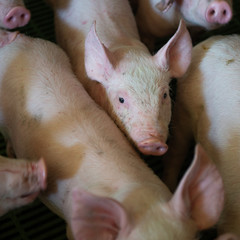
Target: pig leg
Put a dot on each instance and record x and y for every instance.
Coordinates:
(9, 150)
(180, 142)
(21, 182)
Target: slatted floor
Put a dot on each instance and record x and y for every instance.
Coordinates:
(35, 221)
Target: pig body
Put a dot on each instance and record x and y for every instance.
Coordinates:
(121, 75)
(96, 181)
(13, 14)
(159, 18)
(207, 110)
(21, 181)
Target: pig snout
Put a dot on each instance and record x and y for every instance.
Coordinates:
(17, 17)
(219, 12)
(153, 146)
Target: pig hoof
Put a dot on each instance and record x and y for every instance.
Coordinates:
(152, 147)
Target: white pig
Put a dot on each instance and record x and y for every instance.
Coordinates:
(130, 84)
(45, 111)
(207, 110)
(21, 182)
(13, 14)
(160, 18)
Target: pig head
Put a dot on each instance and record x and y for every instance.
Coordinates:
(137, 88)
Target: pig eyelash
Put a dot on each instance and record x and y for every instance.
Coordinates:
(121, 100)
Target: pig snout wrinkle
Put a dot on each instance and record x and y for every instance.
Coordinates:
(219, 12)
(17, 17)
(153, 146)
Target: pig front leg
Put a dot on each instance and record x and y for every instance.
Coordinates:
(21, 182)
(180, 142)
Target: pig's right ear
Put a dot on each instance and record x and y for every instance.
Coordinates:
(96, 217)
(7, 37)
(175, 56)
(200, 195)
(99, 61)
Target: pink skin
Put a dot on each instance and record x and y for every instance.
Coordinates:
(22, 181)
(209, 15)
(17, 17)
(218, 12)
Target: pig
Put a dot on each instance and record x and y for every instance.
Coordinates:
(207, 111)
(159, 18)
(91, 164)
(13, 14)
(21, 182)
(118, 71)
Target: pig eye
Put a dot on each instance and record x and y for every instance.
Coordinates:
(121, 100)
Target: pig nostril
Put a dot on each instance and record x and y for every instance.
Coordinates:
(212, 12)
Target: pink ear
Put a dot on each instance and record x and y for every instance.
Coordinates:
(99, 61)
(97, 217)
(200, 194)
(164, 5)
(7, 37)
(175, 55)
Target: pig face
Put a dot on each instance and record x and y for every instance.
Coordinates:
(137, 86)
(208, 14)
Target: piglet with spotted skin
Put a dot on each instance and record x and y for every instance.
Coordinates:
(160, 18)
(207, 111)
(13, 14)
(21, 182)
(96, 181)
(119, 72)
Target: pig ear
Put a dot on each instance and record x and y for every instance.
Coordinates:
(175, 55)
(7, 37)
(97, 217)
(164, 5)
(99, 61)
(200, 194)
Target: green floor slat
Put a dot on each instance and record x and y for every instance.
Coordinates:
(36, 221)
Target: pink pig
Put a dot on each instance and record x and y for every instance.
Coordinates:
(96, 181)
(160, 18)
(128, 82)
(21, 182)
(13, 14)
(207, 110)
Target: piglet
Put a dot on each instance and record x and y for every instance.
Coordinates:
(207, 111)
(13, 14)
(21, 182)
(158, 18)
(96, 181)
(119, 72)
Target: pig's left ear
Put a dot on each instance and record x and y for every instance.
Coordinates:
(99, 61)
(96, 217)
(200, 195)
(175, 56)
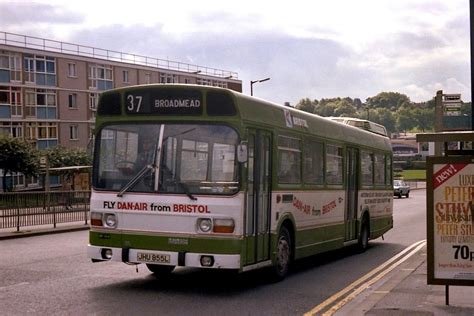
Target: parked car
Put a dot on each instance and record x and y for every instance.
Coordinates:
(400, 188)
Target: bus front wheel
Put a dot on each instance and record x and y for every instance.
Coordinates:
(283, 254)
(364, 236)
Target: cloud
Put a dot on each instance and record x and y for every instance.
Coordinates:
(21, 13)
(403, 46)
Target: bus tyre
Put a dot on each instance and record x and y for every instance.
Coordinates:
(364, 236)
(283, 255)
(160, 270)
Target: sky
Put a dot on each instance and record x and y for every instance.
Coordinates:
(309, 49)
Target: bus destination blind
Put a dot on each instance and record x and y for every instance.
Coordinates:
(164, 102)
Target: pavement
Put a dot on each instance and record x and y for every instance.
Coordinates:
(402, 291)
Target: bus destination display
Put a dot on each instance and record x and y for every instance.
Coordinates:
(167, 102)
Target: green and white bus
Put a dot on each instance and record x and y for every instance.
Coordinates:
(230, 181)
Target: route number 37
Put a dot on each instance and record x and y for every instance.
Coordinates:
(134, 103)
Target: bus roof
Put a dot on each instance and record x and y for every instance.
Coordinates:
(257, 112)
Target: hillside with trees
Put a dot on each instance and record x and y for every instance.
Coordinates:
(392, 109)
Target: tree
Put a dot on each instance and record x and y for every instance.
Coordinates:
(59, 156)
(307, 105)
(16, 155)
(326, 108)
(405, 119)
(344, 107)
(424, 118)
(388, 100)
(387, 119)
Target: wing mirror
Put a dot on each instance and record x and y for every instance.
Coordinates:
(242, 152)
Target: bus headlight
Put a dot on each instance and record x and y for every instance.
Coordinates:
(96, 219)
(223, 225)
(204, 225)
(110, 220)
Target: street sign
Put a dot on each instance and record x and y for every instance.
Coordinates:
(450, 216)
(452, 98)
(452, 104)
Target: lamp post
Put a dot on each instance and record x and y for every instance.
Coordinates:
(256, 81)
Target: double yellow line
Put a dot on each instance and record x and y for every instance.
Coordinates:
(346, 295)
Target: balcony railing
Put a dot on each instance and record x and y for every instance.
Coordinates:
(110, 55)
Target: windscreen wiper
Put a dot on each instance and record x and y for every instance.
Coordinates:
(186, 190)
(135, 179)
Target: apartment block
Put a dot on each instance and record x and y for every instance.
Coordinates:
(49, 89)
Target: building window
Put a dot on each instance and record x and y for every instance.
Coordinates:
(29, 69)
(40, 70)
(47, 135)
(10, 67)
(218, 83)
(72, 70)
(125, 76)
(93, 101)
(46, 104)
(100, 77)
(14, 130)
(73, 101)
(15, 102)
(73, 132)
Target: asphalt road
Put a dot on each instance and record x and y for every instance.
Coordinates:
(51, 275)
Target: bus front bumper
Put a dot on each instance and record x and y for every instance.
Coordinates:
(184, 259)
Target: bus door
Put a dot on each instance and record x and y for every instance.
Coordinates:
(258, 196)
(352, 165)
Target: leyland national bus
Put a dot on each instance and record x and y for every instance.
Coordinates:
(196, 176)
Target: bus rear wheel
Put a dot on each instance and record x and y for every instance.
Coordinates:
(283, 254)
(160, 270)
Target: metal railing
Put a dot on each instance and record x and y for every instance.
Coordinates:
(21, 209)
(110, 55)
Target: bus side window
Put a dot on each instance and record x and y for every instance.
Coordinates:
(313, 162)
(367, 170)
(289, 160)
(334, 165)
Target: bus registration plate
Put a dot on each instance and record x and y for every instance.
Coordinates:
(153, 257)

————————

*What needs to be done*:
Each record should be quoted exactly, with the images omitted.

*Exercise result*:
Target: pig leg
Put a dot on each instance and record x and y for every instance.
Coordinates:
(9, 150)
(180, 142)
(21, 182)
Target: slatted floor
Put a dot on each instance and record x and y for every instance.
Coordinates:
(35, 221)
Target: pig body
Put a dot on each instance and record x and y for every instance.
Coordinates:
(121, 75)
(96, 181)
(13, 14)
(159, 18)
(207, 110)
(21, 181)
Target: pig snout
Put a dot on each instance and record x and y for every instance.
Coordinates:
(17, 17)
(219, 12)
(153, 146)
Target: pig hoof
Put a dot on each instance and record x and y for every instance.
Coordinates:
(152, 147)
Target: white pig
Put a dot on each instance and record x and y for every instance.
Coordinates:
(130, 84)
(45, 111)
(207, 110)
(21, 182)
(13, 14)
(160, 18)
Target: pig head
Put a dot on each instance and record x and y for every instance.
Coordinates:
(137, 88)
Target: pig eyelash
Put a dot on each instance and record x and y for every instance.
Coordinates:
(121, 100)
Target: pig snout wrinkle
Put a dot on each instance and record x and y for every instance.
Coordinates:
(219, 12)
(17, 17)
(153, 146)
Target: pig front leg
Put a dot on each instance and record x and y for every instance.
Coordinates:
(21, 182)
(180, 142)
Target: pig's right ear
Put a dot on each instance and record x and y for every instance.
Coordinates:
(96, 217)
(7, 37)
(175, 56)
(200, 195)
(99, 61)
Target: pink skin
Put a dot on each instance and record x and y for every instance.
Coordinates:
(22, 181)
(209, 15)
(17, 17)
(218, 12)
Target: pig
Put a dot on each instance and record x and y for every instance.
Coordinates:
(207, 111)
(159, 18)
(91, 164)
(13, 14)
(21, 182)
(118, 71)
Target: pig eye
Put a dot on each instance and record x and y for every instance.
Coordinates:
(121, 100)
Target: pig nostril
Put a dot on each instance and record x and y for every instance.
Coordinates:
(212, 12)
Target: pink ear
Put a dot on each instance and record x and y for every instance.
Coordinates:
(99, 61)
(97, 217)
(200, 194)
(164, 5)
(7, 37)
(175, 55)
Target: pig face
Put a dot on each instance and record x and y for every instance.
Coordinates:
(137, 86)
(208, 14)
Target: piglet with spotted skin
Put a dot on each instance and record x and y for every instance.
Coordinates:
(160, 18)
(207, 111)
(13, 14)
(21, 182)
(96, 181)
(119, 72)
Target: pig ear
Put a dot on each instance and record x and y for every instance.
Coordinates:
(175, 55)
(7, 37)
(97, 217)
(164, 5)
(99, 61)
(200, 194)
Target: green floor slat
Put a dot on each instance and record x and y for every instance.
Coordinates:
(36, 221)
Target: pink pig
Put a dot on each instance and record x and y for every instance.
Coordinates:
(96, 181)
(160, 18)
(128, 82)
(21, 182)
(13, 14)
(207, 110)
Target: piglet
Put a dot on each instance and record x and y for every instance.
Coordinates:
(207, 111)
(13, 14)
(21, 182)
(158, 18)
(96, 181)
(119, 72)
Target: pig's left ear
Put a dot on each instance and record x and y for every instance.
Coordinates:
(99, 61)
(96, 217)
(200, 195)
(175, 56)
Target: parked car
Put a dot on each instance and record x and y for every instance.
Coordinates:
(400, 188)
Target: bus front wheel
Put a dot on each instance and record x and y for every instance.
Coordinates:
(283, 254)
(364, 236)
Target: cloud
Put a dot on each instance and record x and y for every instance.
Coordinates:
(21, 13)
(403, 46)
Target: bus tyre
Put a dot on each instance and record x and y for every instance.
Coordinates:
(364, 236)
(283, 255)
(160, 270)
Target: sky
Put a dot on each instance and record x and y for every instance.
Coordinates:
(309, 49)
Target: bus destination blind
Put a dot on each instance and record x and y for every instance.
Coordinates:
(164, 102)
Target: pavement
Put a dot on each instance and record x and y for every instance.
Coordinates:
(402, 291)
Target: bus destination display
Put a dot on each instance and record x and y for every instance.
Coordinates:
(167, 102)
Target: green and white bus
Put a dot on each instance and record x and y for every instance.
Coordinates:
(230, 181)
Target: route number 37
Put a dot on each instance and record x and y for every instance.
Coordinates:
(134, 103)
Target: bus roof
Put a dot on each instance and record x and y for every instance.
Coordinates:
(257, 112)
Target: hillside with trees
Put a dot on each instance and record x and y for every instance.
Coordinates:
(392, 109)
Target: tree
Put a dot on each instance and record x and y for every instance.
Coordinates:
(59, 156)
(307, 105)
(16, 155)
(326, 108)
(405, 119)
(344, 107)
(424, 118)
(388, 100)
(387, 119)
Target: wing mirror
Put a dot on each instance and record x and y for every instance.
Coordinates:
(242, 152)
Target: bus headlight
Put a dot on each instance and record x and y for every instance.
Coordinates:
(96, 219)
(223, 225)
(204, 225)
(110, 220)
Target: street sign
Put a dot on each instance and record x and y for every instance.
Coordinates:
(450, 216)
(452, 98)
(452, 104)
Target: lamp post
Put a dot on each instance and record x and y for every instance.
Coordinates:
(256, 81)
Target: double yellow line
Put a dot on each instance and record x and y for every instance.
Coordinates:
(346, 295)
Target: balcony railing
Put a dot on each instance and record x and y for every instance.
Coordinates:
(110, 55)
Target: windscreen wiper
Put a dot on each instance and record x and y for every instance.
Coordinates:
(186, 190)
(135, 179)
Target: apartment block
Put a dot on each instance and record x and y for every instance.
Coordinates:
(49, 89)
Target: building window
Put a dot on each instance and record x and y for every instance.
Coordinates:
(29, 69)
(40, 70)
(47, 135)
(10, 67)
(218, 83)
(72, 70)
(125, 76)
(93, 101)
(46, 104)
(100, 77)
(14, 130)
(73, 101)
(15, 102)
(73, 132)
Target: asphalt road
Put a dot on each instance and record x and y for every instance.
Coordinates:
(51, 275)
Target: bus front bumper
Put a dot on each instance and record x and y for every instance.
Coordinates:
(184, 259)
Target: bus door
Put a dot on each instance and record x and y for every instance.
Coordinates:
(258, 196)
(352, 165)
Target: leyland national bus
Put a dot on each instance and record x and y for every instance.
Coordinates:
(196, 176)
Target: bus rear wheel
Put a dot on each instance and record x and y for every instance.
Coordinates:
(283, 254)
(160, 270)
Target: metal railing
Put a dot on each instance and record x and y for every instance.
Coordinates:
(21, 209)
(110, 55)
Target: bus side window
Put a dot on each instance and record x and y for every instance.
Coordinates:
(313, 162)
(367, 170)
(289, 160)
(334, 165)
Target: bus registration plate
Put a dot on each instance and record x and y for every instance.
Coordinates:
(153, 257)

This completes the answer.